====== Source document ======

The wolves that did not become dogs experienced some similar to these red foxes. The effects of man’s nearly crazed persecution of wolves on the evolution of modern wolves have not been fully considered. But one effect of this relentless trapping, poisoning, and shooting is that the only wolves that have been able to survive have been those most emotionally reactive and “paranoid.”

One of the overlooked aspects of the Belyaev experiments that domesticated silver foxes is that the critical period for socialization in these  domesticated foxes increased simply through the selection for tameness. These experiments selected foxes for tameness and approachability, and the researchers bred from those foxes. Over generations of selecting for tameness and approachability, the foxes became very dog-like in both behavior and appearance. Because these experiments are used as analogies  of the domestication process, they are almost always mentioned in dog domestication literature– but never the part about the critical period.

It seems to me that wolves have experienced a Belyaev experiment in reverse. Persecution was a selection pressure against tameness and approachability, and the animals that survived the cull were largely those that were most nervous and emotionally reactive.   It is so severe that many wolves won’t cross roads. Roads and virtually anything else that appears novel are too much for them. This is one reason why it was found that many captive  wolves won’t eat beef. They were raised eating deer and elk, and beef  is just too novel and too scary. Perhaps one of the reasons why these wolves are so nervous is that nervousness and paranoia are the result of a selection pressure that chooses wolves with shorter critical periods for socialization. Just as Belyaev selected for tameness and got longer critical periods, man could have selected for only those wolves that were paranoid and emotionally reactive– and this may be in some way correlated or associated with a shorter critical period.  Maybe it goes like this:  If you have a short critical period for socialization, one has only a limited opportunity to learn which things are safe, so almost everything else in the world is scary. Conversely, if you have a longer critical period, one can learn that more things aren’t scary and one’s brain develops very differently. Both of those courses of development would have profound influence on how one’s brain would develop, and perhaps, it can explain many of the differences between dogs and wolves.

Such animals would have had a very hard time colonizing almost all of Eurasia and North America, so it seems likely that the ancient wolves that existed during the time of dog domestication were not nearly as paranoid. They were likely curious and opportunistic and maybe even a touch more socially tolerant.  These animals could be more easily tamed, simply because they were not overwhelmed with fear or fear-based aggression. They also would have been more willing to exploit the new opportunities in becoming a camp wolves. These wolves would have regular access to large prey, which they may have helped their human counterparts bring down, and they would have humans around to help protect and raise their offspring, which means that the pair bond system that virtually all wild dogs seem to use would no longer be as efficient a way of passing on genetic material. The Casanova wolf strategy would be the best way for these camp wolves to breed, and thus more wolves in the population would be breeding. Early domestication would have had the advantages of good food and freedom from a pack structure in which only a few individuals breed.

One part that is always missing in the wolf and dog comparison is the tendency to ignore the simple reality that wolves have continued to evolve after dogs were domesticated. The dog didn’t descend from the wolf running wild today, but both descend from a common ancestor.  Both may be the same species, but that same species exists in two distinct populations. One has been selected by both nature and man to be very close to humans. The other has been selected to fear humans at all costs.

The error is assuming that the latter has always been this way.

Doing so creates too much confusion in trying to understand how dogs could have been domesticated from wolves.

It wasn’t confusing. It was likely so easy that a caveman could do it.

====== Supplied entries ======

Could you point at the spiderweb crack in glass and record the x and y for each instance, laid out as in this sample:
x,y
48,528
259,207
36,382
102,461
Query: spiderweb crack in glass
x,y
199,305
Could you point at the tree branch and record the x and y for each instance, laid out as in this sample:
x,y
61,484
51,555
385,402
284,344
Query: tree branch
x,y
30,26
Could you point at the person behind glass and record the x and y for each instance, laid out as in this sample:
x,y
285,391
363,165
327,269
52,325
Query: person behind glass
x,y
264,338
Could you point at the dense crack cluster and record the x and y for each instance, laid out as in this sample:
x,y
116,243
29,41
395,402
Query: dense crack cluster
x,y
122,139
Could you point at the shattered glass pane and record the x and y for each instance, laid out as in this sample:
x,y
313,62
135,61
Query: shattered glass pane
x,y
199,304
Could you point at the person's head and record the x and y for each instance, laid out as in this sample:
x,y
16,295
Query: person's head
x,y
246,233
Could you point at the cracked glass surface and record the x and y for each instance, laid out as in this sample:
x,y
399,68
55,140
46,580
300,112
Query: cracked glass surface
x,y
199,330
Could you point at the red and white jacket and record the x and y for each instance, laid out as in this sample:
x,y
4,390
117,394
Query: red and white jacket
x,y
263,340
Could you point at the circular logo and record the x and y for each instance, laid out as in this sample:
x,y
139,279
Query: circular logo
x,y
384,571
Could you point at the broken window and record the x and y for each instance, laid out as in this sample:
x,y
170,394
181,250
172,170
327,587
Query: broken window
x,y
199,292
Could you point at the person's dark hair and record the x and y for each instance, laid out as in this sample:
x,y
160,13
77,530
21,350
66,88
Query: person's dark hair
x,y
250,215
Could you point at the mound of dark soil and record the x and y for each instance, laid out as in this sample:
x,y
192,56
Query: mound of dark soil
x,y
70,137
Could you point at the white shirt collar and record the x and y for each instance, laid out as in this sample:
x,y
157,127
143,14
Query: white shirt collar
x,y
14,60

======

- [Exercise objective]: According to the text on wolves and dogs, what traits did the Belyaev experiments select the foxes for? The material has no connection to the text on wolves and dogs.

- [Reply]: Tameness and approachability.